In the theoretical model passage, which equation describes the propagation of the field?

#### Reading passage

3. Theoretical model

3.1 Maxwell-Bloch equations

To develop a mathematical model of the proposed resonant 2P-QCL, we use Maxwell-Bloch equations that take into account the coherent interactions between the field and the gain medium, which cannot be included in a rate equation formulation. Coherent interactions are important in QCLs and Maxwell-Bloch equations have been used to successfully reproduce the experimentally observed phenomena. In this approach, the dynamics of polarization and population inversion are described by the Bloch equations, while the propagation of field is described by the Maxwell equation. We assume that levels 1 and 2 forming gain stage ‘a’ are coupled by a dipole moment $d_a$ that decays in a characteristic dephasing time $T_{2a}$. Similarly, levels 2 and 3 in gain stage ‘b’ are coupled by a dipole moment $d_b$ that decays in a characteristic dephasing time $T_{2b}$. The polarization densities $\eta _a$ and $\eta _b$ in gain stages ‘a’ and ‘b’ can be given by Bloch equations [26,28]

(1a)$$\frac{\partial\eta_{a\pm}}{\partial t} = \frac{id_{a}}{2\hbar}\left[(\rho_{2}-\rho_{1})E_\pm{+} (\rho_{2}^{{\mp}}-\rho_{1}^{{\mp}})E_\mp\right] - \frac{\eta_{a\pm}}{T_{2a}},\\$$

(1b)$$\frac{\partial\eta_{b\pm}}{\partial t} =\frac{id_b}{2\hbar}\left[(\rho_{3}-\rho_{2})E_\pm{+} (\rho_{3}^{{\mp}}-\rho_{2}^{{\mp}})E_\mp\right] - \frac{\eta_{b\pm}}{T_{2b}},$$

where $E$ is the envelope of the electric field, $\rho _x$ is the population density in level $x$, $\rho _x^{\pm }$ is the grating created on the population density in level $x$ due to the interaction between the forward and backward traveling electric fields, and $\hbar$ is the Planck’s constant. We use a subscript $+$ ($-$) to denote a quantity that is related to the field propagating in the positive (negative) $z$-direction.

########
#### Given entries

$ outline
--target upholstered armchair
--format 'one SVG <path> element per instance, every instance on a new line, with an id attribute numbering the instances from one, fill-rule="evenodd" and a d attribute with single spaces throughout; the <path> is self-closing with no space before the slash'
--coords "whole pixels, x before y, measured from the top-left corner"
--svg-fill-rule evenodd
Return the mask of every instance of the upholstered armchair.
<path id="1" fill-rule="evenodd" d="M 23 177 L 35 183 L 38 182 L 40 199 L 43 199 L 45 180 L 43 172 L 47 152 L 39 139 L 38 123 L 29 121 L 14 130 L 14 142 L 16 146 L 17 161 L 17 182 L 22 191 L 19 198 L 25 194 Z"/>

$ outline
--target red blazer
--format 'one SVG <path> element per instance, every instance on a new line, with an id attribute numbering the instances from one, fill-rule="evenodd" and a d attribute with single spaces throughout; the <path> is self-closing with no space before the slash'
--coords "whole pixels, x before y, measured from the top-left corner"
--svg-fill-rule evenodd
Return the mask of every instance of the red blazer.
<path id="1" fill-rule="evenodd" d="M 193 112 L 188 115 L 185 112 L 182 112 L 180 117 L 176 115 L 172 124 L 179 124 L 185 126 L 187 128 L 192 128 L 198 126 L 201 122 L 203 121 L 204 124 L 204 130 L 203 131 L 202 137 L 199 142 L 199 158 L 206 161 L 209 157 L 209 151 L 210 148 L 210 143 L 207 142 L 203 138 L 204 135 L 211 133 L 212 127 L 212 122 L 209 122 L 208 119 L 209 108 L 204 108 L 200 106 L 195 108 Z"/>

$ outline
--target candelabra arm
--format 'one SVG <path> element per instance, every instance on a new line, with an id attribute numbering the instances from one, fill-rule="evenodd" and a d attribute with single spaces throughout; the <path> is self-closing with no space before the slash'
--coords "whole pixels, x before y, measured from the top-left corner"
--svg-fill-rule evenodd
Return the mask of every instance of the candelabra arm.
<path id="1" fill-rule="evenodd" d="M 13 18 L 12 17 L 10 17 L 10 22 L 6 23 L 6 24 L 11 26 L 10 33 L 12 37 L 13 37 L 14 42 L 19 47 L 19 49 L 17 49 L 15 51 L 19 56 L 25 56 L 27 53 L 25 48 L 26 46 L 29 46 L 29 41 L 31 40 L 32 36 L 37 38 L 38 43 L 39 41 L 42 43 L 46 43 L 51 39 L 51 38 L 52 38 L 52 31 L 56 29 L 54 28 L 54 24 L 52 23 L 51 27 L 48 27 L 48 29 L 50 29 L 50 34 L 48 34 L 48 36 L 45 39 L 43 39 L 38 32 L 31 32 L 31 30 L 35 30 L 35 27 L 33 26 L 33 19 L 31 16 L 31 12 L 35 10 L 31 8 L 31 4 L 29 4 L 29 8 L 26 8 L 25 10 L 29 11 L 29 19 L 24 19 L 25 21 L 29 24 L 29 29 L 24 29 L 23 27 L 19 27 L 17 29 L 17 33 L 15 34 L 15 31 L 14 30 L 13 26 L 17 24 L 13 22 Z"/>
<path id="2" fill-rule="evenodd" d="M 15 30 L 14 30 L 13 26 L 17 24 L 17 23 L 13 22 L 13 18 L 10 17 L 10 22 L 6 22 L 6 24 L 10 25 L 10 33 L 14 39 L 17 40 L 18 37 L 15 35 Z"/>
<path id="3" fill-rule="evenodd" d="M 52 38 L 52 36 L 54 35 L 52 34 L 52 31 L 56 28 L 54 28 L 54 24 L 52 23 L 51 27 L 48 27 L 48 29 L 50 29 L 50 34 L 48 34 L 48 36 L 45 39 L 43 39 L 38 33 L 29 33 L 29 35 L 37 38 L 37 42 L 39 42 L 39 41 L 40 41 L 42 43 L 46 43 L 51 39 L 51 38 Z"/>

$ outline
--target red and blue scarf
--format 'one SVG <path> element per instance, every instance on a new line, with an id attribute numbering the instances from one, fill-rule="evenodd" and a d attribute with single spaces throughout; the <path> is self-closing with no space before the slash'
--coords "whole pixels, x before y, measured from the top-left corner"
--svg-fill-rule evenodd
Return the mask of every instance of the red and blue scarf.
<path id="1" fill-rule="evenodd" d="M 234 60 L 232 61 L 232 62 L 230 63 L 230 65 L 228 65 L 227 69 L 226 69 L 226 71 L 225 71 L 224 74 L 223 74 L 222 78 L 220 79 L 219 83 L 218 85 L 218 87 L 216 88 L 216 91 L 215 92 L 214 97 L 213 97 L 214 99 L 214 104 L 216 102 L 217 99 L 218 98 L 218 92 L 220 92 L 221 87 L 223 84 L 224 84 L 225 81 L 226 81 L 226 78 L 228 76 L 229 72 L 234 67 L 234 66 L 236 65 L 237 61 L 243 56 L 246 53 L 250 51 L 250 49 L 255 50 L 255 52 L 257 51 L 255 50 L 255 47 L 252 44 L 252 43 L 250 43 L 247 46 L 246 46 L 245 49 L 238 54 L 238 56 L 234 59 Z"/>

########

* Complete output
The Maxwell equation.